── TRECHOS DOS REGISTROS

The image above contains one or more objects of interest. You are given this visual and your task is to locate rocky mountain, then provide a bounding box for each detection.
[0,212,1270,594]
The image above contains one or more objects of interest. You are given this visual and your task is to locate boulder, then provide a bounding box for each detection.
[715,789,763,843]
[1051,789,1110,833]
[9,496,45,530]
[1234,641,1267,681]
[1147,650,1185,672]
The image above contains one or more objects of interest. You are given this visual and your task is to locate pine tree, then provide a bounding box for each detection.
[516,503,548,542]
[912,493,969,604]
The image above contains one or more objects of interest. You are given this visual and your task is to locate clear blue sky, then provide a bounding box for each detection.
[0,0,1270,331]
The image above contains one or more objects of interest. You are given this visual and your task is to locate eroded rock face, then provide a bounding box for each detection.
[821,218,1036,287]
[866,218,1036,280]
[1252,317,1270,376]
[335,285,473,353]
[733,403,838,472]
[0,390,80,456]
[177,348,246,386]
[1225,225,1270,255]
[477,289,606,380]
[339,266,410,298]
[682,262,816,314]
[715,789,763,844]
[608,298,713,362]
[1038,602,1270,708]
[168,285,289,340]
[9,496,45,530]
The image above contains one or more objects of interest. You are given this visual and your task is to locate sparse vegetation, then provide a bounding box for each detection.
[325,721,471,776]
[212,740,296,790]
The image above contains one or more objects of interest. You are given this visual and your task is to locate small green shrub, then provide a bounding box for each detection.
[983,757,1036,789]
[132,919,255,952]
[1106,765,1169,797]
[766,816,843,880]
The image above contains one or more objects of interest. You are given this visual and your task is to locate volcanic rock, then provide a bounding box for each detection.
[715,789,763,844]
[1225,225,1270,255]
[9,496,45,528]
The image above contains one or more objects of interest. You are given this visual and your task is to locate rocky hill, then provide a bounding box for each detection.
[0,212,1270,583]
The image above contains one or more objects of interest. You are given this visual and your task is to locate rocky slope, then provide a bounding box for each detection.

────

TAREFA PROPOSTA: Reproduza palavra por palavra todas as linhas dos registros acima, do começo ao fim.

RESPOSTA COMPLETA:
The image above contains one or more objects of interest. You are given this visual and your task is to locate rocky mountain, then provide a bounding box for each detection.
[0,212,1270,594]
The image above contains one or more objects of interest. You are given this visual and your task is to locate boulder, then provide a bounding box for each detection.
[715,789,763,843]
[1051,789,1110,833]
[9,496,45,530]
[1234,641,1267,681]
[1147,650,1185,672]
The image above contains one or more objects of interest. You are given this visual and your task is to locate pine tree, then provide a bounding box for each detection.
[516,503,548,542]
[912,493,969,604]
The image above contains one or more objects of interest. You are given this visual and your task is to locate clear blue sky, then provide a bounding box for each detection.
[0,0,1270,331]
The image above contains one or more objects of interest. You are given this visual and your task is to locate eroded rock face, then provide a bounding box for each detection.
[821,218,1036,287]
[866,218,1036,280]
[1252,317,1270,376]
[335,285,473,353]
[733,403,838,472]
[0,390,80,456]
[177,348,246,386]
[1225,225,1270,255]
[477,289,606,380]
[339,266,410,298]
[682,262,816,314]
[715,789,763,844]
[608,298,713,362]
[1038,602,1270,708]
[168,285,289,340]
[9,496,45,530]
The image above contains one or more objects of interest. You are given this visual and your task is to locate sparse vegetation, then provide a bounding box for each detection.
[325,721,471,776]
[212,740,296,790]
The image above contains one or more objects of interest. You are given this visual and your task is to locate small green shrub, then provide a bounding box for each detection.
[983,757,1036,789]
[132,919,255,952]
[1106,765,1169,797]
[766,816,843,880]
The image above contains one or more objects of interest. You are given this visual and your task is to locate volcanic rock, then provide a bounding box for each detection.
[715,789,763,844]
[1225,225,1270,255]
[9,496,45,528]
The image above contains one or more objects of interest. You are given this visual and your task is to locate rocky hill, then provide a bounding box for each detection.
[0,212,1270,583]
The image above contains one or more objects of interest. You are given this visual and your task is to locate rocky slope, then provide a bounding box for each detection.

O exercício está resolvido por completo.